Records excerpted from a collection

((

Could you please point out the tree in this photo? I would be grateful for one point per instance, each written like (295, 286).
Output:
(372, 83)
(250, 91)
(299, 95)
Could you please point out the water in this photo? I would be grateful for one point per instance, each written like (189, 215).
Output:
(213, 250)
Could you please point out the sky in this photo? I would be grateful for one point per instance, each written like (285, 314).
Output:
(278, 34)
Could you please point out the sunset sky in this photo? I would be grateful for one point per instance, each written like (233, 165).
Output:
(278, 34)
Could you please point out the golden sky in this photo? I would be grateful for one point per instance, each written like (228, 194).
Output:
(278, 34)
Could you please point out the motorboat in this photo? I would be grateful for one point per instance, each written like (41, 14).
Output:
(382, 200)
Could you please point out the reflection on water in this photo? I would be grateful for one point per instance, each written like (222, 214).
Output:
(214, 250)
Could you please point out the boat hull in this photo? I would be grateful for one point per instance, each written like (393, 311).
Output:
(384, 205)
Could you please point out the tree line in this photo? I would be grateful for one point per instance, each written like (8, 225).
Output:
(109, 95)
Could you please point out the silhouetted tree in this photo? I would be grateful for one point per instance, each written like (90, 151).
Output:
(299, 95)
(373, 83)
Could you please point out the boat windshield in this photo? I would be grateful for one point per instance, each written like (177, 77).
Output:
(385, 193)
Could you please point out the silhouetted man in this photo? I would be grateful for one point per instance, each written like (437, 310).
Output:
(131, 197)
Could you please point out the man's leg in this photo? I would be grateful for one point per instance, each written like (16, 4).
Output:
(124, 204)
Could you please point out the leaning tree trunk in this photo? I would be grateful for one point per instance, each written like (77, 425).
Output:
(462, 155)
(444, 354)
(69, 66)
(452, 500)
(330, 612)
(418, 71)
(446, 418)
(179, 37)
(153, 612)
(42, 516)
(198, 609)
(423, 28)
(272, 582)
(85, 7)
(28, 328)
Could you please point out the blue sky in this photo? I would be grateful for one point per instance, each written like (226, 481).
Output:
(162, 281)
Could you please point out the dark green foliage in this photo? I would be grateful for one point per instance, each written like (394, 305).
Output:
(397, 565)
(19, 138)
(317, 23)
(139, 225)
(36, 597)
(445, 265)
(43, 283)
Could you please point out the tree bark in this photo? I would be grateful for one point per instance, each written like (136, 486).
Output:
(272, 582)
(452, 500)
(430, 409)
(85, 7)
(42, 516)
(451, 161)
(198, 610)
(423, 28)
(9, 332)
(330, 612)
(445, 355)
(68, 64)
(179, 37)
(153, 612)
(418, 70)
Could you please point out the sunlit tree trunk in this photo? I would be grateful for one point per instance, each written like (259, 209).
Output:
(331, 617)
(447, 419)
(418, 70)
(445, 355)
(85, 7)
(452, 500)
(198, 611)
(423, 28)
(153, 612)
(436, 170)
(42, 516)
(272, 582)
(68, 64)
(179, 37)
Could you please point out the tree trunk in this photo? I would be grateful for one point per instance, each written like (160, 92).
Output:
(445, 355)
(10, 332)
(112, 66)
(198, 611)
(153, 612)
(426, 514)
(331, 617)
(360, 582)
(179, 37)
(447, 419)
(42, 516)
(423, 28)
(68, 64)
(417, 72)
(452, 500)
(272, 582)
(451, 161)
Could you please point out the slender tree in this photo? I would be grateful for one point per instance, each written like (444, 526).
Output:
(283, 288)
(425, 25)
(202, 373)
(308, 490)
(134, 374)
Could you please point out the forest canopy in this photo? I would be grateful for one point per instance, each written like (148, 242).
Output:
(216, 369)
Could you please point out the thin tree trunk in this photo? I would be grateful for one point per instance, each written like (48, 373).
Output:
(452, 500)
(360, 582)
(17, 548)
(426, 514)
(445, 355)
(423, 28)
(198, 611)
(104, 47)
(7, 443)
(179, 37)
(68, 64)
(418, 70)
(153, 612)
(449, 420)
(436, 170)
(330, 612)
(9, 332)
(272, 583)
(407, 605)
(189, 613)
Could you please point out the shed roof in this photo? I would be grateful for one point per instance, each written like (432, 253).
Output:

))

#### The task
Every record above needs to be copied exactly.

#### Written response
Could you please point out the tree in this photo? I would be grateful for one point per instance, each written like (295, 286).
Output:
(372, 83)
(250, 91)
(299, 95)
Could you please point out the water in this photo? I would be grateful for one point per instance, each written like (189, 215).
Output:
(213, 250)
Could you please point out the sky in this photo? I would be grateful for one point per instance, each written like (285, 314).
Output:
(278, 34)
Could you please point out the sunset sky in this photo? I would be grateful for one point per instance, each written like (233, 165).
Output:
(278, 34)
Could you please point out the golden sky in this photo? I would be grateful for one point per instance, each written like (228, 194).
Output:
(278, 34)
Could you please point out the motorboat in this photo? I would be grateful for one point per instance, each written like (41, 14).
Output:
(382, 200)
Could you please point out the reflection on water in this photo? I would be grateful for one point per instance, each written like (222, 214).
Output:
(214, 250)
Could you please point out the boat hull in this photo? I would be grateful for one point per instance, each written like (393, 311).
Output:
(384, 205)
Could you please point out the tree line in this photo? I would be grateful for one point per instance, each written like (8, 225).
Output:
(109, 95)
Could you please point out the silhouetted tree in this photo? I would be grateful for one point per instance, each written like (90, 151).
Output:
(299, 95)
(373, 83)
Could you please point out the boat windshield in this photo? I would be grateful for one point per instance, each written like (177, 77).
Output:
(385, 193)
Could you please point out the silhouetted man in this photo? I would be grateful for one point per instance, each written like (437, 310).
Output:
(131, 197)
Could you please point out the man's leg in this photo? I would be grateful for one point per instance, each written like (16, 4).
Output:
(124, 204)
Could you please point out the leaning tree trunk in this photo? I would be grateful for one point per instance, each written like (77, 425).
Output:
(462, 155)
(444, 354)
(69, 66)
(452, 500)
(330, 612)
(418, 71)
(446, 418)
(179, 37)
(153, 612)
(42, 516)
(198, 609)
(423, 28)
(272, 582)
(85, 7)
(28, 328)
Could you please point out the blue sky in this photo? I would be grateful for one point per instance, each written like (226, 481).
Output:
(162, 281)
Could you please point out the dark green foliage in this photo? I would be grateful for one point per instance, each written like (394, 305).
Output:
(397, 565)
(19, 138)
(317, 23)
(139, 225)
(36, 597)
(445, 265)
(43, 283)
Could you please point out the tree bark in this photo? I would be grateful for one point per instance, each written like (136, 486).
Output:
(272, 582)
(452, 500)
(430, 409)
(85, 7)
(42, 516)
(451, 161)
(198, 610)
(423, 28)
(9, 332)
(330, 612)
(445, 355)
(68, 64)
(179, 37)
(153, 612)
(418, 70)
Could you please point out the sunlit tree trunk in this photo? I would be grateful for one point per instance, each written like (259, 209).
Output:
(331, 617)
(447, 419)
(418, 70)
(445, 355)
(85, 7)
(452, 500)
(198, 611)
(423, 28)
(153, 612)
(436, 170)
(42, 516)
(272, 582)
(68, 64)
(179, 37)
Could you please point out the tree trunk in this photo? I would be grateful for one point per instance, each written like (160, 92).
Output:
(445, 355)
(10, 332)
(112, 66)
(198, 611)
(153, 612)
(426, 514)
(331, 617)
(360, 582)
(179, 37)
(447, 419)
(42, 516)
(423, 28)
(68, 64)
(417, 72)
(452, 500)
(272, 582)
(451, 161)
Could you please point out the slender tree in this photo? I would be grateful for one point per instance, each written like (444, 526).
Output:
(283, 288)
(425, 25)
(202, 373)
(308, 490)
(134, 374)
Could you please point out the forest canopy in this photo? I would be grateful for one point per instance, each written like (148, 242).
Output:
(216, 369)
Could you please point out the thin tree trunk in this photo? I would be grateful for one point per instance, each written like (48, 373).
Output:
(452, 500)
(360, 582)
(17, 548)
(426, 514)
(445, 355)
(423, 28)
(198, 611)
(104, 47)
(7, 443)
(179, 37)
(68, 64)
(418, 70)
(153, 612)
(449, 420)
(436, 170)
(330, 612)
(9, 332)
(272, 583)
(407, 605)
(189, 613)
Could you please point out the shed roof in this photo? I would be grateful for one point per instance, each written like (432, 253).
Output:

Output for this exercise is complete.